▶ [Given entries]:
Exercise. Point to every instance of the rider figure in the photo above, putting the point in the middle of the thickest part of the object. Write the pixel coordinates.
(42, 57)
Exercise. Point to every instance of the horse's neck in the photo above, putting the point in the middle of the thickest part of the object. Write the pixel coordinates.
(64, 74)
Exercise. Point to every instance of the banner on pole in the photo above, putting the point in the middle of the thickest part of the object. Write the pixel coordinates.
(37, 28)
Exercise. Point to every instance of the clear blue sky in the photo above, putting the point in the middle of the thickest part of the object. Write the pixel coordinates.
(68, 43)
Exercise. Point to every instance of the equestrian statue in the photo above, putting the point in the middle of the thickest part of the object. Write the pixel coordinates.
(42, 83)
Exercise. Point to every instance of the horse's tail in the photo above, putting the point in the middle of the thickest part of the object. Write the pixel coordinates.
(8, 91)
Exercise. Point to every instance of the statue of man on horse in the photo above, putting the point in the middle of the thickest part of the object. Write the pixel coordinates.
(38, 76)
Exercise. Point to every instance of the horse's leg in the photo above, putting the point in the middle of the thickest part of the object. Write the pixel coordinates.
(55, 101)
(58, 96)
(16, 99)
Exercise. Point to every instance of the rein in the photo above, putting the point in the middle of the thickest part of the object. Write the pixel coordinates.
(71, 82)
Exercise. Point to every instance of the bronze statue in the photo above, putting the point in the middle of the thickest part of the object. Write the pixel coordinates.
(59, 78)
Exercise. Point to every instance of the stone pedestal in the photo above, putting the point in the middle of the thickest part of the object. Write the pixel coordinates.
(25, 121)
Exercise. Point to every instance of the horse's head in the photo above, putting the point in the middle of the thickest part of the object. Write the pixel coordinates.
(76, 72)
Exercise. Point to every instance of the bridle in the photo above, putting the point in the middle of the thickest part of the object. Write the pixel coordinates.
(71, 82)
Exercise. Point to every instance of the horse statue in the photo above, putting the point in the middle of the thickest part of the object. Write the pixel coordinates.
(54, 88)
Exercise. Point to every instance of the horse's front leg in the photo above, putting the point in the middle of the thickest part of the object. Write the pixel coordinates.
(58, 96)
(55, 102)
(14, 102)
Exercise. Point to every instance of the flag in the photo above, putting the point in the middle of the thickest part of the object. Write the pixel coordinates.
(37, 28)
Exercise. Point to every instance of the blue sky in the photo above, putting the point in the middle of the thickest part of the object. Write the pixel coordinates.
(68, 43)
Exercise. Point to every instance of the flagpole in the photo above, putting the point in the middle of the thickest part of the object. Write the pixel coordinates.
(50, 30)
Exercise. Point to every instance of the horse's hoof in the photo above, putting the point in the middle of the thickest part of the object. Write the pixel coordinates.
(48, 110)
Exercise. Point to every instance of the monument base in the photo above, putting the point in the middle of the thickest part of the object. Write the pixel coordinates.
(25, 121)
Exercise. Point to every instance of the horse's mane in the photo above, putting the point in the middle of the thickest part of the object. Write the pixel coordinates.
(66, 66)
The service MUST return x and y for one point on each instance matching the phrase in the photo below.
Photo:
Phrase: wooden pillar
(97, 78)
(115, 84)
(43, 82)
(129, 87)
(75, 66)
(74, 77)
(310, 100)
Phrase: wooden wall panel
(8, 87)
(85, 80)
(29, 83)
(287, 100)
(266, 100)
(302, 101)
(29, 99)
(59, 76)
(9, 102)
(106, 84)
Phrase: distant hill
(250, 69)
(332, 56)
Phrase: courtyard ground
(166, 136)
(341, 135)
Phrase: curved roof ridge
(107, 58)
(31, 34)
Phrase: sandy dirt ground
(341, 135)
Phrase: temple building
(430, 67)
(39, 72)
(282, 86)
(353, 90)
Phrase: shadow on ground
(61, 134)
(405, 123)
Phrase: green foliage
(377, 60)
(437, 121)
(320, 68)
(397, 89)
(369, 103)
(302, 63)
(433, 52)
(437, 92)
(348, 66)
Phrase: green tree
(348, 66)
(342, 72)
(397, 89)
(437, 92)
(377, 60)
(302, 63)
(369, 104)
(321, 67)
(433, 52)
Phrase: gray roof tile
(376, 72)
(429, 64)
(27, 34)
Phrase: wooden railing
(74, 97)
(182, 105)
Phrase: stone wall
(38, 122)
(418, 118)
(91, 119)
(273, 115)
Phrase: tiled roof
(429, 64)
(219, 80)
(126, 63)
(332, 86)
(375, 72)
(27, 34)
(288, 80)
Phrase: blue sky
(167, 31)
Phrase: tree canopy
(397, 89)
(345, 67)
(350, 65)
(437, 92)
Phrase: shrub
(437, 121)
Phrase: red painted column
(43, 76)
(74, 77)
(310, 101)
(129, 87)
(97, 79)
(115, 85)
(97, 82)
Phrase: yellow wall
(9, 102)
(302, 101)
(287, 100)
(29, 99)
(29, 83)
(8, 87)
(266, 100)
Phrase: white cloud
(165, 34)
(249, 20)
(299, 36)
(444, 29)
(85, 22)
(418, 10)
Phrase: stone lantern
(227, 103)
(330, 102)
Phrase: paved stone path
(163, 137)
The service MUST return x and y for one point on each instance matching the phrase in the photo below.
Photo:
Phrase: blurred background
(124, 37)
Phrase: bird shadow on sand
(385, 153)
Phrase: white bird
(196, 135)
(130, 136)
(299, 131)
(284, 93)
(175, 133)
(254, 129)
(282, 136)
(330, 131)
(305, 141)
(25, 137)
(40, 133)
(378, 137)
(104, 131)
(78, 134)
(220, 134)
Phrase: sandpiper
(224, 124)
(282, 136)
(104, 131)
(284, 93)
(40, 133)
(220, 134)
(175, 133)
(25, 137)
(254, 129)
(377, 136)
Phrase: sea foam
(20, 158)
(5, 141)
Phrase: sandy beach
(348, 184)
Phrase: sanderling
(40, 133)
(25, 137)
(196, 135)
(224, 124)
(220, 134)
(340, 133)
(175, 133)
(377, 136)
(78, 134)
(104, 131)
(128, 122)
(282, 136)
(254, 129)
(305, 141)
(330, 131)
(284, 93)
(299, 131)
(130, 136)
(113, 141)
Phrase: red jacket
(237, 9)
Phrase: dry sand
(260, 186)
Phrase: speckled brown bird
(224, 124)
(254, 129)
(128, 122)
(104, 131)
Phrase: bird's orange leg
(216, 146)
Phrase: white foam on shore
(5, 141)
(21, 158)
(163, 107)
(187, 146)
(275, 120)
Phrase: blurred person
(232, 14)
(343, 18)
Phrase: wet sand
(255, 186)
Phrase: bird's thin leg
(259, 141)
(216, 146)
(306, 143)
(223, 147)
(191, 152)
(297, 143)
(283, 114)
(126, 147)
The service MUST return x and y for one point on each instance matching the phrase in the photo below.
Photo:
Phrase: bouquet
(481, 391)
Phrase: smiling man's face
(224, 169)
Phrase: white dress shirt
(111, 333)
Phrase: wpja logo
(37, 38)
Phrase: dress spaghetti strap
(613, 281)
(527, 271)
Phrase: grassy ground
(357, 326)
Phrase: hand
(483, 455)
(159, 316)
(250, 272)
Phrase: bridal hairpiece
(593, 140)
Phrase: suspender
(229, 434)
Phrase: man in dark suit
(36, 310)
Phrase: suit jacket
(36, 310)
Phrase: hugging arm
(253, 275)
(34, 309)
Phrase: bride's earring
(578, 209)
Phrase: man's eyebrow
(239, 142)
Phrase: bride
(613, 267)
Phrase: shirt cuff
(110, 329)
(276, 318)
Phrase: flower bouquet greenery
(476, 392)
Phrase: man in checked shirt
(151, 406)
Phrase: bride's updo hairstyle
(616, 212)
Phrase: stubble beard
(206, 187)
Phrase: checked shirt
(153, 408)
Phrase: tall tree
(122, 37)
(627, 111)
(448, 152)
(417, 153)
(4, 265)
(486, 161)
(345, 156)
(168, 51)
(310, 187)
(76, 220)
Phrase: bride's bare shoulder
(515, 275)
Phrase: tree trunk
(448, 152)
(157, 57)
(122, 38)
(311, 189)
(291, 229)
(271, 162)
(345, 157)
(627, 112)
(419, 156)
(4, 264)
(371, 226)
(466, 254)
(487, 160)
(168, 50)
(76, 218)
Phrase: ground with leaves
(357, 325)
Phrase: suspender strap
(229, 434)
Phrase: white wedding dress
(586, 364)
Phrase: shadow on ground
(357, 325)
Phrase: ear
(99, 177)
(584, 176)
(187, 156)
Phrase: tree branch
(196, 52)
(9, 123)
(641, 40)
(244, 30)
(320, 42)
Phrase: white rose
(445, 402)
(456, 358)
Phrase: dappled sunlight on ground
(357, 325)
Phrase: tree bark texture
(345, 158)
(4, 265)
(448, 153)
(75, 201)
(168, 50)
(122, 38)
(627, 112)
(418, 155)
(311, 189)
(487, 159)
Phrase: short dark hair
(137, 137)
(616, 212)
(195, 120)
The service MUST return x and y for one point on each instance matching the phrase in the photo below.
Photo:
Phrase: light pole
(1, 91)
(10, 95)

▶ [What you will do]: Every line from the one with "Phrase: ear" to the end of the records above should be returned exactly, and no other lines.

▶ [Answer for this exercise]:
Phrase: ear
(99, 177)
(584, 176)
(187, 156)
Phrase: tree branch
(196, 52)
(9, 123)
(641, 40)
(244, 30)
(320, 42)
Phrase: white rose
(445, 402)
(456, 358)
Phrase: dappled sunlight on ground
(357, 325)
Phrase: tree bark texture
(345, 158)
(4, 265)
(448, 153)
(75, 201)
(168, 50)
(122, 38)
(627, 112)
(418, 155)
(311, 189)
(487, 159)
Phrase: short dark hair
(137, 137)
(616, 212)
(195, 120)
The service MUST return x and y for one point on each instance matching the phrase in the photo below.
Photo:
Phrase: light pole
(1, 91)
(10, 95)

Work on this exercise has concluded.